Every entry is to be set down a second time, precisely as written.

● ● ● ● ● ● ●

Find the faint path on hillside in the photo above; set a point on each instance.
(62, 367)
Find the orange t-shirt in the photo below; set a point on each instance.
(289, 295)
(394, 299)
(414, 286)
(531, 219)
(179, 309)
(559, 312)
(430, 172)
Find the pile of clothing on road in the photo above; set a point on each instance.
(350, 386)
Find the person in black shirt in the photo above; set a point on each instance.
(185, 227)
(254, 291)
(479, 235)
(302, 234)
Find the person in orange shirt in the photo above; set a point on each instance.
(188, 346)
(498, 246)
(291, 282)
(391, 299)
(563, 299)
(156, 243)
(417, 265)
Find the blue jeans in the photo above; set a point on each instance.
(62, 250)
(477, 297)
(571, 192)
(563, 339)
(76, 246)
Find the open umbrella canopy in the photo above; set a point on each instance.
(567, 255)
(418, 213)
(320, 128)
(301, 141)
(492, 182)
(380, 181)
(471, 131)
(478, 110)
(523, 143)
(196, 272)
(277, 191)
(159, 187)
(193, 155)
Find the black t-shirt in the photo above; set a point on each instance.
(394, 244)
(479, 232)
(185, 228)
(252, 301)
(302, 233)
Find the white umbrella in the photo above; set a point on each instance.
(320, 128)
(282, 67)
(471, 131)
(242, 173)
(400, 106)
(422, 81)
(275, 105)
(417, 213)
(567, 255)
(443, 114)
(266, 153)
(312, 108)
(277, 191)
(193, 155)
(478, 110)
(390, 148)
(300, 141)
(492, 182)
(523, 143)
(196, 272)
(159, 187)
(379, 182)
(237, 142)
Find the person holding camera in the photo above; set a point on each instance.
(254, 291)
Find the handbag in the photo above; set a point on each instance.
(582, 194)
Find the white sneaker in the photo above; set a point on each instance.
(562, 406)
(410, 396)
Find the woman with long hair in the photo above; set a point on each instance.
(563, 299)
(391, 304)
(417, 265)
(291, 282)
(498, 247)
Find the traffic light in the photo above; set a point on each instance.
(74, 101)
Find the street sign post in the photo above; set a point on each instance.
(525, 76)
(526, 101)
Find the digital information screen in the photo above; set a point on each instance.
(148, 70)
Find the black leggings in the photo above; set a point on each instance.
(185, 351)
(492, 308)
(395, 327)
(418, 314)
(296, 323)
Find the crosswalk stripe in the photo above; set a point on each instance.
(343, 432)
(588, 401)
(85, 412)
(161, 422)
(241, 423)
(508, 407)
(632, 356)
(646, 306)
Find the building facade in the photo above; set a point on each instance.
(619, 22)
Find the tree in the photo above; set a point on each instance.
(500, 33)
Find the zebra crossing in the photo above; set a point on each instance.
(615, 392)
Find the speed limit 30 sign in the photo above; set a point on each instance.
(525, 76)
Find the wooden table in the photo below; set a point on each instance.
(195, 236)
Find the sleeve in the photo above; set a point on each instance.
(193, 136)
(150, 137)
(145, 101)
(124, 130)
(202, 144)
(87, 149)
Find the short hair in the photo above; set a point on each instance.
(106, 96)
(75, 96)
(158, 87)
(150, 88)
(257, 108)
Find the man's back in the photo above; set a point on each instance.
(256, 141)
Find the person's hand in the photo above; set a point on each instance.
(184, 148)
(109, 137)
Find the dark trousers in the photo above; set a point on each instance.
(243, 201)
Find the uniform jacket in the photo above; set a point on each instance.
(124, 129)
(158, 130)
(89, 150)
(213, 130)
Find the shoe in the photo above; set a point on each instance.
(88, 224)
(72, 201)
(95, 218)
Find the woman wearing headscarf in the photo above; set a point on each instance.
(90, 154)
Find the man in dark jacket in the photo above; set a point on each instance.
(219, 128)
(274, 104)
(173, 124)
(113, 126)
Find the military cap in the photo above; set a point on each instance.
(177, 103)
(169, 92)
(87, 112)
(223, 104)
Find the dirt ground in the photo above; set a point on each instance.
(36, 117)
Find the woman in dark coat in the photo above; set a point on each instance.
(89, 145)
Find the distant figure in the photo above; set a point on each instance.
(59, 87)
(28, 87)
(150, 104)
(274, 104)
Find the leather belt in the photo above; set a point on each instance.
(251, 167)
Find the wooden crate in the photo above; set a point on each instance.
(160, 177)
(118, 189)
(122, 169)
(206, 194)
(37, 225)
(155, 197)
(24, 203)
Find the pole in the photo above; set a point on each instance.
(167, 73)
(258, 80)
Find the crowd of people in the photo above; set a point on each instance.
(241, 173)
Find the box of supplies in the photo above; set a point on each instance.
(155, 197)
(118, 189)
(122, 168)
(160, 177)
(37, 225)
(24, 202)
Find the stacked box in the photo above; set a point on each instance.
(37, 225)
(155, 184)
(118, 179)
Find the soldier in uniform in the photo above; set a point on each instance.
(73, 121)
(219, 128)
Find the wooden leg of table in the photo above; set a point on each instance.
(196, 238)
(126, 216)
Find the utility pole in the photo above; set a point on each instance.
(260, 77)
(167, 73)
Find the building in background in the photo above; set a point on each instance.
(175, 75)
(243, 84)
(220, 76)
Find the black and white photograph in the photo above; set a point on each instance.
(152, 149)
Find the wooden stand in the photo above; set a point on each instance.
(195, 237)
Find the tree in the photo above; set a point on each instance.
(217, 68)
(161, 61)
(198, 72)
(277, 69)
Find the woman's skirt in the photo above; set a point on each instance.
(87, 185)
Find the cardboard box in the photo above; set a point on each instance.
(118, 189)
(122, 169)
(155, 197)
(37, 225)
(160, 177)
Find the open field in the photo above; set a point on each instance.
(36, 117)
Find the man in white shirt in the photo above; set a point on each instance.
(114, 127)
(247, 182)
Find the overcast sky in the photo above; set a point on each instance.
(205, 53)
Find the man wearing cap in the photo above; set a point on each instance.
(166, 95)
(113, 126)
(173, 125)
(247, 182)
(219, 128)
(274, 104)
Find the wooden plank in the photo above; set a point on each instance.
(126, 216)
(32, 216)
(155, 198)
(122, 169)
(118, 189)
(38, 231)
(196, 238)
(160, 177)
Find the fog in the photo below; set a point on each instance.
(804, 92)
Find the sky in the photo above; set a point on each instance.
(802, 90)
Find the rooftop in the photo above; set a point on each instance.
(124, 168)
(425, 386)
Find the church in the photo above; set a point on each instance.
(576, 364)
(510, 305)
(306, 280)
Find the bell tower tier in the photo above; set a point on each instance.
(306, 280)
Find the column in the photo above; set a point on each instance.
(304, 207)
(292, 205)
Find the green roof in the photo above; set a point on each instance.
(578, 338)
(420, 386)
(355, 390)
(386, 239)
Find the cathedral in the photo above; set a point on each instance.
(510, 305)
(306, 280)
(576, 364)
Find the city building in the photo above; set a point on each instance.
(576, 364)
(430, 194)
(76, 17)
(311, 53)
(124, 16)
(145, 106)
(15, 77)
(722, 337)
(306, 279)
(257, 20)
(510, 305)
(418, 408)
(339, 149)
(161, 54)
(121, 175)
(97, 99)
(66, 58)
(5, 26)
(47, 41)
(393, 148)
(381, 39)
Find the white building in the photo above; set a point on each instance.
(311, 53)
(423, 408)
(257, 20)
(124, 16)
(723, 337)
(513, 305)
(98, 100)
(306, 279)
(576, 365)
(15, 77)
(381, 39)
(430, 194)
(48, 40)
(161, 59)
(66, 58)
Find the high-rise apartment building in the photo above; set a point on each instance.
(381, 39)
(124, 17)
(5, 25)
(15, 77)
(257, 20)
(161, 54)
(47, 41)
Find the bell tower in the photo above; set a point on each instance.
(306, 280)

● ● ● ● ● ● ●

*Finished task:*
Find the faint path on hillside in the photo above; set a point on each instance.
(62, 367)
Find the orange t-shirt in the photo below; set a point on each instance.
(289, 295)
(394, 299)
(414, 286)
(531, 219)
(179, 309)
(559, 312)
(430, 172)
Find the pile of clothing on road in the photo above; set a point on each instance.
(350, 386)
Find the person in black shirt in the photo above; set a point on each instance.
(185, 227)
(254, 291)
(479, 235)
(302, 234)
Find the person in orange shirt in the photo above; set a point on each instance.
(188, 346)
(498, 246)
(291, 282)
(391, 299)
(563, 299)
(156, 243)
(417, 265)
Find the blue jeans in the photo above; set a point on each instance.
(62, 250)
(477, 297)
(571, 192)
(563, 339)
(76, 246)
Find the open umbrella canopy in the photo above; set a point on each instance.
(567, 255)
(418, 213)
(320, 128)
(301, 141)
(492, 182)
(380, 181)
(471, 131)
(478, 110)
(523, 143)
(196, 272)
(277, 191)
(159, 187)
(193, 155)
Find the black t-shirt in the photo above; set a point on each instance.
(394, 244)
(479, 232)
(185, 228)
(252, 301)
(302, 233)
Find the white umbrella in the photo above; set a point on each instance.
(320, 128)
(282, 67)
(471, 131)
(242, 173)
(400, 106)
(422, 81)
(275, 105)
(417, 213)
(567, 255)
(443, 114)
(266, 153)
(312, 108)
(277, 191)
(193, 155)
(478, 110)
(390, 148)
(300, 141)
(492, 182)
(523, 143)
(196, 272)
(159, 187)
(379, 182)
(237, 142)
Find the person holding camera in the photo above; set a point on each instance.
(254, 291)
Find the handbag in the photo above; set a point on each instance.
(582, 194)
Find the white sneaker in the photo above; set a point on each instance.
(562, 406)
(410, 396)
Find the woman with long hair in the photo above; set a point on each instance.
(563, 299)
(391, 304)
(417, 265)
(291, 282)
(498, 247)
Find the traffic light in the photo above; set a point on each instance.
(74, 101)
Find the street sign post in the photo above; set a point on each instance.
(525, 76)
(526, 101)
Find the digital information screen in the photo above; set a point on each instance.
(148, 70)
Find the black leggings in the photo above; set a point on each instance.
(185, 351)
(492, 308)
(395, 327)
(418, 314)
(296, 323)
Find the crosswalk stripe in the photo above; set a point on each instance.
(343, 432)
(588, 401)
(85, 412)
(161, 422)
(241, 423)
(508, 407)
(632, 356)
(646, 306)
Find the building facade in the photo above; set a point on each instance.
(619, 22)
Find the tree in the photo above; set a point on each instance.
(500, 33)
Find the zebra crossing in the photo above; set a point on each instance.
(615, 392)
Find the speed limit 30 sign in the photo above; set a point on each instance.
(525, 76)
Find the wooden table in the photo below; set a point on each instance.
(195, 236)
Find the sleeve in the photo above; set a point on each instance.
(193, 136)
(150, 137)
(145, 101)
(124, 130)
(202, 144)
(87, 149)
Find the short hair in the photo above; set a point on each instance.
(106, 96)
(75, 96)
(158, 87)
(150, 88)
(257, 108)
Find the man's back in the photo above; set a point on each instance.
(256, 141)
Find the person's hand in the photo above; set a point on each instance.
(184, 148)
(109, 137)
Find the dark trousers in the photo above; set a point on each instance.
(243, 201)
Find the uniform jacket in the photo above; set a point on each instance.
(124, 129)
(158, 130)
(89, 150)
(213, 130)
Find the shoe in the photo above; set a point on each instance.
(88, 224)
(72, 201)
(95, 218)
Find the woman wearing headscarf in the photo above; set a point on each instance.
(90, 154)
Find the man in dark jacket in the photo above; set a point on each instance.
(219, 128)
(274, 104)
(173, 124)
(113, 126)
Find the military cap in the photo above; set a point on each instance.
(177, 103)
(169, 92)
(87, 112)
(223, 104)
Find the dirt ground in the photo above; set a point on each instance.
(36, 117)
Find the woman in dark coat in the photo above; set a point on each instance.
(89, 145)
Find the distant figure in the photo above; set a point on each instance.
(59, 87)
(28, 87)
(150, 104)
(274, 104)
Find the leather belt in the photo above; set a point on each instance.
(251, 167)
Find the wooden crate in the photo above; set a point on each instance.
(160, 177)
(118, 189)
(122, 169)
(206, 194)
(37, 225)
(155, 197)
(24, 203)
Find the pole in the photo above; set a point on each instance.
(167, 73)
(258, 80)
Find the crowd of people in the photo above; set a point on each instance.
(241, 173)
Find the box of supplies in the photo above; set a point on each instance.
(155, 197)
(118, 189)
(122, 168)
(160, 177)
(37, 225)
(24, 202)
Find the stacked box in the photo above; set a point on each instance.
(37, 225)
(155, 184)
(118, 179)
Find the soldier in uniform in the photo above; set a point on each instance.
(73, 121)
(219, 128)
Find the wooden leg of table in the photo above; set a point on each instance.
(196, 238)
(126, 216)
Find the utility pole in the photo above; set a point on each instance.
(260, 77)
(167, 73)
Find the building in background in the photo above; set a point on each instance.
(175, 75)
(243, 84)
(220, 76)
Find the black and white photograph in the photo above; set a point on each instance.
(152, 149)
Find the wooden stand in the photo above; set a point on each instance.
(195, 237)
Find the tree in the photo above; set a point on each instance.
(217, 68)
(161, 61)
(198, 72)
(277, 69)
Find the woman's skirt in the photo above; set a point on each instance.
(87, 185)
Find the cardboard box in the photo above; set a point on each instance.
(118, 189)
(122, 169)
(155, 197)
(37, 225)
(160, 177)
Find the open field in the photo above; set a point on each instance.
(36, 117)
Find the man in white shirt in the photo above; set a point on each instance.
(114, 127)
(247, 182)
Find the overcast sky in the photo above; set a point on each instance.
(205, 53)
Find the man wearing cap in the photo above; set a point on each instance.
(166, 95)
(113, 126)
(173, 125)
(247, 182)
(219, 128)
(274, 104)
Find the wooden plank in the photo above; set a point on each instance.
(126, 216)
(32, 216)
(155, 198)
(122, 169)
(118, 189)
(38, 231)
(196, 238)
(160, 177)
Find the fog in the photo below; set a point on each instance.
(804, 92)
Find the sky in the photo above; set a point on each instance.
(802, 90)
Find the rooftop in the photo above; set a point on each instance.
(124, 168)
(425, 386)
Find the church in the photo above; set a point on each instance.
(576, 364)
(510, 305)
(306, 280)
Find the bell tower tier in the photo above; set a point on each instance.
(306, 280)
Find the column in the photo above; set a point on each instance.
(304, 207)
(292, 205)
Find the green roof in the photo above; set a point on each instance.
(578, 338)
(420, 386)
(355, 390)
(386, 239)
Find the cathedral in the photo above; set a point on each instance.
(510, 305)
(306, 280)
(576, 364)
Find the city building in the photo above; set a point on each instance.
(576, 364)
(430, 194)
(76, 17)
(311, 53)
(124, 16)
(145, 106)
(15, 77)
(722, 337)
(306, 279)
(257, 20)
(510, 305)
(418, 408)
(339, 149)
(161, 54)
(121, 175)
(97, 99)
(66, 58)
(5, 26)
(47, 41)
(393, 148)
(381, 39)
Find the white building in the photo above; set a point on each instance.
(311, 53)
(423, 408)
(257, 20)
(124, 16)
(723, 337)
(513, 305)
(98, 100)
(306, 279)
(576, 365)
(15, 77)
(381, 39)
(430, 194)
(48, 40)
(161, 59)
(66, 58)
Find the high-rise apartment building in the photo above; set a point on each instance.
(381, 39)
(124, 17)
(5, 25)
(15, 77)
(257, 20)
(161, 54)
(47, 41)
Find the bell tower in the photo above; set a point on each instance.
(306, 280)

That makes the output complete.